# Rental Cars



## highballing (Oct 4, 2011)

I think it be great if we can compile a list of Rental Car Places either at the Train Station or within half a mile walking distance from the train stations in the US. While Amtrak sometimes provides some info. I found it allot of times to be out of date and not always correct.


----------



## amtkstn (Oct 4, 2011)

Trains magizine did a one page story on that subject sometime last year. Don't remember what month. There is a thread about this some time ago on this forum.


----------



## fairviewroad (Oct 6, 2011)

Sometimes rental agencies list an Amtrak station as a location but it often means they'll pick you up

there as opposed to having cars on site. This is better than nothing of course, but in many cases

those are "neighborhood" types of locations with limited hours.


----------



## DET63 (Nov 24, 2011)

fairviewroad said:


> Sometimes rental agencies list an Amtrak station as a location but it often means they'll pick you up there as opposed to having cars on site. This is better than nothing of course, but in many cases those are "neighborhood" types of locations with limited hours.


A lot would depend on whether or not the rental company's hours coincided with the hours the train(s) arrived and departed.


----------



## Devil's Advocate (Nov 25, 2011)

This is a huge issue IMO. There are no rental offices near most of the stations I use and even if there were the hours would never match up. Seriously, this is a major problem that holds me back from trips where I can't get things to line up properly. Meanwhile I never have to worry about this sort of inconvenience at most airports.


----------



## pdxjim (Nov 25, 2011)

I'm happy to report that I rented a car in Mt. Pleasant IA last month from a local car dealer who has been around a long time. He brought the car to the station (kept an eye on the erratic CZ schedule) and when I was done with the rental, had me park the car at the station with keys under the mat.

Wonderful small town friendly service. I was charged $20 per day and .18/mile. I highly recommend this company: Boles Auto Sales

Jim in PDX


----------

Data supplied
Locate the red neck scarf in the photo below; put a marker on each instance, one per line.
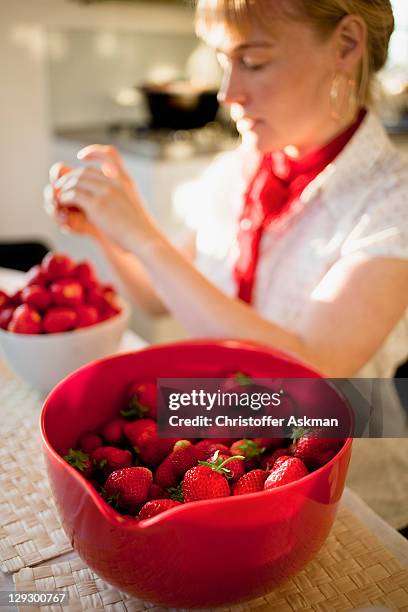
(278, 182)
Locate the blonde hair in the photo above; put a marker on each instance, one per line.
(323, 15)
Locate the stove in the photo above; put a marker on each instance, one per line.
(158, 144)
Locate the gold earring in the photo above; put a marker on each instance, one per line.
(337, 101)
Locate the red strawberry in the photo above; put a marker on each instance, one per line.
(156, 506)
(86, 315)
(206, 448)
(4, 299)
(59, 319)
(142, 401)
(109, 458)
(238, 382)
(152, 449)
(36, 296)
(314, 451)
(287, 471)
(15, 298)
(268, 461)
(96, 296)
(112, 432)
(55, 265)
(66, 292)
(108, 313)
(6, 315)
(236, 468)
(248, 448)
(165, 475)
(25, 320)
(279, 461)
(129, 487)
(135, 429)
(89, 441)
(156, 492)
(183, 457)
(84, 272)
(80, 461)
(110, 296)
(206, 481)
(269, 443)
(251, 482)
(251, 451)
(175, 465)
(35, 276)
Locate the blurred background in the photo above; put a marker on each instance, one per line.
(131, 73)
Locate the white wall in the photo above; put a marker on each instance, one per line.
(24, 110)
(89, 69)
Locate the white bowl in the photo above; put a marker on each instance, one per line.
(43, 360)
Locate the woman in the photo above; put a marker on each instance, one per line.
(301, 235)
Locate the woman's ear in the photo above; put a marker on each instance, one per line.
(350, 40)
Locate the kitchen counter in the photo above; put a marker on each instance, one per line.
(358, 579)
(29, 495)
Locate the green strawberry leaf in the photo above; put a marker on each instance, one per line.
(176, 493)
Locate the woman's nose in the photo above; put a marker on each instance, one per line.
(231, 90)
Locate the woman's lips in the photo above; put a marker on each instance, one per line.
(246, 124)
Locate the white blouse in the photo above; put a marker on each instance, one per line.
(359, 203)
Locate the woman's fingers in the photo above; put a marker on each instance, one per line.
(77, 197)
(86, 180)
(109, 157)
(57, 170)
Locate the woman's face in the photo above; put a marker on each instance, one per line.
(278, 86)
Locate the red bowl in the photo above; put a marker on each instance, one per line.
(207, 553)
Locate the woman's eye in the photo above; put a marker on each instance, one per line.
(252, 64)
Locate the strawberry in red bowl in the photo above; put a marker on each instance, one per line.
(210, 550)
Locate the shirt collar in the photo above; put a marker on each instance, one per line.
(354, 164)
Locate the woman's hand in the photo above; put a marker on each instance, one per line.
(107, 199)
(70, 218)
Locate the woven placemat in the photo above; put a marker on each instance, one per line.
(352, 570)
(30, 531)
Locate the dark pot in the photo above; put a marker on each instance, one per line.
(180, 108)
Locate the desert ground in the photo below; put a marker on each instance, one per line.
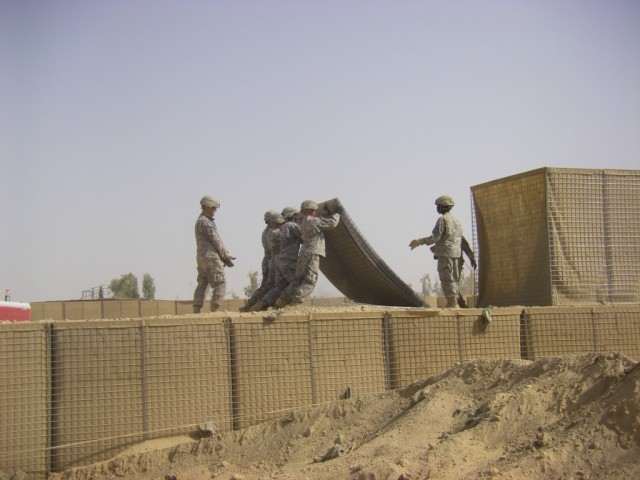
(574, 417)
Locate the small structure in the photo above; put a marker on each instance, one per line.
(557, 236)
(17, 311)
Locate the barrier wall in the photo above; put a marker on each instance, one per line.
(558, 236)
(79, 392)
(110, 309)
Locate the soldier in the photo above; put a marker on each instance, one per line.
(313, 247)
(211, 256)
(267, 262)
(447, 238)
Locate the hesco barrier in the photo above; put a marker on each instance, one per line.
(78, 392)
(557, 236)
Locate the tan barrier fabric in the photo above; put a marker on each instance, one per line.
(79, 392)
(24, 398)
(272, 367)
(355, 269)
(555, 236)
(97, 390)
(347, 354)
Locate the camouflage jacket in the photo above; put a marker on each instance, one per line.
(312, 230)
(208, 241)
(290, 240)
(446, 235)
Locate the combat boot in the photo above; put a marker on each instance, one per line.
(281, 302)
(452, 302)
(258, 306)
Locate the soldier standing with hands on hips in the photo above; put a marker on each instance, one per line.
(446, 238)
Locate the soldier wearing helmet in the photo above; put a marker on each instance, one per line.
(211, 256)
(312, 229)
(267, 261)
(446, 238)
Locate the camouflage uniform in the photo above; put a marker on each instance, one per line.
(267, 267)
(211, 258)
(308, 264)
(447, 237)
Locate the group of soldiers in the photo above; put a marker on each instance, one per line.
(293, 242)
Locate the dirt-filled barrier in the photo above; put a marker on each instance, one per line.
(78, 392)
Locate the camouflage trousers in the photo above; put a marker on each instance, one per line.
(210, 273)
(449, 273)
(285, 275)
(307, 270)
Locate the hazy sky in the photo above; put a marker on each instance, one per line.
(116, 117)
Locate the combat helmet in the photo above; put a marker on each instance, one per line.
(445, 201)
(209, 201)
(308, 205)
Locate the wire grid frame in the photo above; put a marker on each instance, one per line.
(24, 398)
(348, 356)
(271, 365)
(187, 376)
(593, 227)
(97, 391)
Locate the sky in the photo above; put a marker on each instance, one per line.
(117, 116)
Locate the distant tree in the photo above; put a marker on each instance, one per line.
(148, 287)
(253, 284)
(125, 287)
(427, 287)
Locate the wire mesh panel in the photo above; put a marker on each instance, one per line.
(555, 331)
(97, 391)
(617, 329)
(186, 375)
(271, 366)
(24, 397)
(422, 343)
(557, 236)
(513, 251)
(491, 335)
(577, 236)
(622, 227)
(348, 355)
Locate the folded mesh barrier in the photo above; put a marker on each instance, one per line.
(356, 270)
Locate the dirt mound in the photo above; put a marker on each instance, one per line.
(574, 417)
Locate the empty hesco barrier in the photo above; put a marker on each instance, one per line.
(422, 343)
(347, 354)
(354, 268)
(24, 396)
(97, 390)
(492, 333)
(271, 367)
(186, 375)
(617, 329)
(556, 331)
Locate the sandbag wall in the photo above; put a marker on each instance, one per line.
(77, 392)
(558, 237)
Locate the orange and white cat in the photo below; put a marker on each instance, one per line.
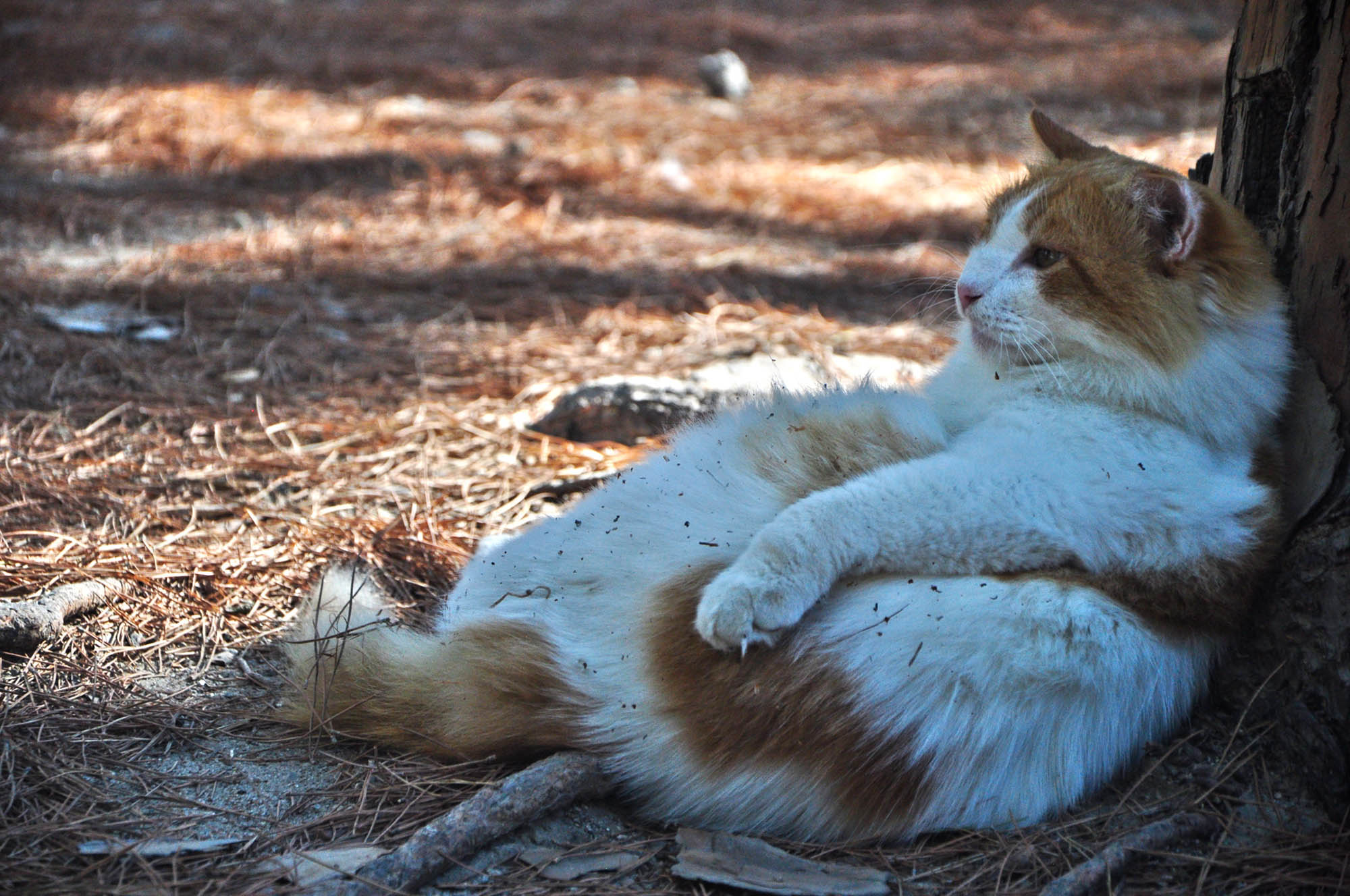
(880, 613)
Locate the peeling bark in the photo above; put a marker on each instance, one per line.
(1285, 159)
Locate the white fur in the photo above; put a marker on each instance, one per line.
(1017, 697)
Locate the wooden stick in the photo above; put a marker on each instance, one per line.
(1112, 862)
(26, 624)
(545, 787)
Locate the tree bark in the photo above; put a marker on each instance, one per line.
(1285, 159)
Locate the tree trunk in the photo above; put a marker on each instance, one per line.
(1285, 159)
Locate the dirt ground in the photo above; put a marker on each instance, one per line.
(379, 241)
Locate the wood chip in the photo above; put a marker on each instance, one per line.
(159, 848)
(308, 868)
(753, 864)
(556, 864)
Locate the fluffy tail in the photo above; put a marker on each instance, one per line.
(489, 689)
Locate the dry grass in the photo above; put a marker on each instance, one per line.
(376, 303)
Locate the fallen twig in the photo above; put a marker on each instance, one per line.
(545, 787)
(26, 624)
(1089, 876)
(561, 488)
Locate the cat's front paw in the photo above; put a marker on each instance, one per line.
(746, 607)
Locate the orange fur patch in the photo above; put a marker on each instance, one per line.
(1114, 276)
(774, 709)
(492, 689)
(808, 453)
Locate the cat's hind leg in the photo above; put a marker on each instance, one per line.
(491, 688)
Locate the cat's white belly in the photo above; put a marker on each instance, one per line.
(1005, 700)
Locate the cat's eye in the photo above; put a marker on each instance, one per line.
(1043, 257)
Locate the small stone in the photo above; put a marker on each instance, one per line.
(726, 76)
(484, 142)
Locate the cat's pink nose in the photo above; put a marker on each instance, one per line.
(967, 295)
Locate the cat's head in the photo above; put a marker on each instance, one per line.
(1098, 257)
(1132, 285)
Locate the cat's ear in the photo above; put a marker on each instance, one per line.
(1062, 142)
(1172, 210)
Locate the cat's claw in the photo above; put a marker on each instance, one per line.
(742, 611)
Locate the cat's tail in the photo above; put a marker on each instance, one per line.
(488, 689)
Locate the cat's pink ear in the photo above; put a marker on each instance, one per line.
(1062, 142)
(1172, 210)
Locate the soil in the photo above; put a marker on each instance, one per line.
(375, 244)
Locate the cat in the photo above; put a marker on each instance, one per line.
(870, 615)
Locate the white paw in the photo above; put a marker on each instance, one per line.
(743, 608)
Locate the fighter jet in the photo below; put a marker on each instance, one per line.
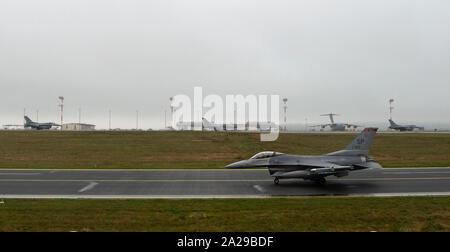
(39, 126)
(336, 126)
(316, 168)
(395, 126)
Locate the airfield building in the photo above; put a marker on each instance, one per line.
(78, 126)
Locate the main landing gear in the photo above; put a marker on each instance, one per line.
(276, 181)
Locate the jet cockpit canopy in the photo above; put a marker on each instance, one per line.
(266, 154)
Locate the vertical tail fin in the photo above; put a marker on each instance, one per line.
(27, 119)
(360, 145)
(393, 124)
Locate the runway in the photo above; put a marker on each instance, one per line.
(215, 183)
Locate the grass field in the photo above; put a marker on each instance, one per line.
(348, 214)
(103, 149)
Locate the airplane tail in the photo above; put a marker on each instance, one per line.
(393, 124)
(207, 124)
(360, 145)
(27, 120)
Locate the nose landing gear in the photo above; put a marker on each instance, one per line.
(320, 181)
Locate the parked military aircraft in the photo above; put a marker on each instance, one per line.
(336, 126)
(395, 126)
(39, 126)
(316, 168)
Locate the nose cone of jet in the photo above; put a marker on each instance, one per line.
(239, 164)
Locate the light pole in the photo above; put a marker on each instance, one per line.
(61, 98)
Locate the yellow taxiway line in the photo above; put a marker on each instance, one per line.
(206, 180)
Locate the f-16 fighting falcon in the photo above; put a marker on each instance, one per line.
(316, 168)
(38, 126)
(395, 126)
(336, 126)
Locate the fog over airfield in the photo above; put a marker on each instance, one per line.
(346, 57)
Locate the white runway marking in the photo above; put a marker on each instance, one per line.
(78, 196)
(20, 174)
(88, 187)
(415, 172)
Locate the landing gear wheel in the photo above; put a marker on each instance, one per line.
(276, 181)
(321, 181)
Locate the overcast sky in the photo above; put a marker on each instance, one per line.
(346, 57)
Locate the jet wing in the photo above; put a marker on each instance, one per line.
(323, 171)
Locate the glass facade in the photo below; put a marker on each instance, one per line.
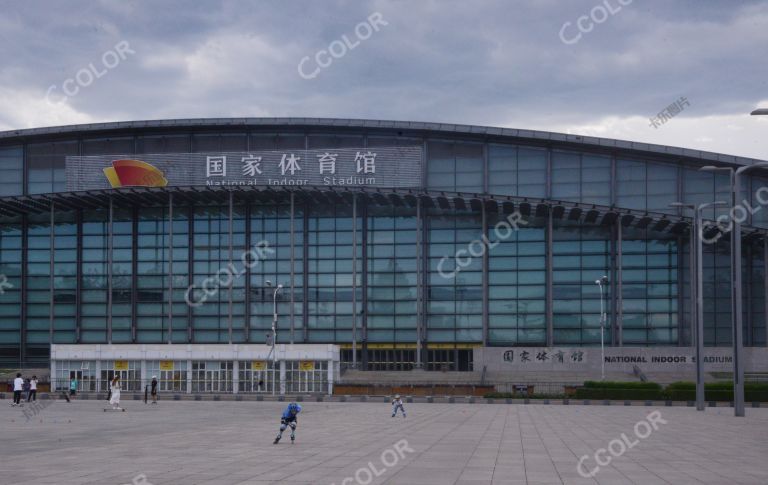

What is asked
1 – In the rental cars thread, why does the first poster want a list of rental car places near train stations instead of relying on what Amtrak provides? Answer in one to three sentences.
2 – Edit the rental cars thread between "I think it be" and "amtkstn (Oct 4, 2011)", inclusive, replacing "half a mile" with "one mile".
Work only from the rental cars thread.

Answers to the exercise
1 – Amtrak sometimes provides information on rental car places, but the poster found it was often out of date and not always correct.

2 –
I think it be great if we can compile a list of Rental Car Places either at the Train Station or within one mile walking distance from the train stations in the US. While Amtrak sometimes provides some info. I found it allot of times to be out of date and not always correct.


----------



## amtkstn (Oct 4, 2011)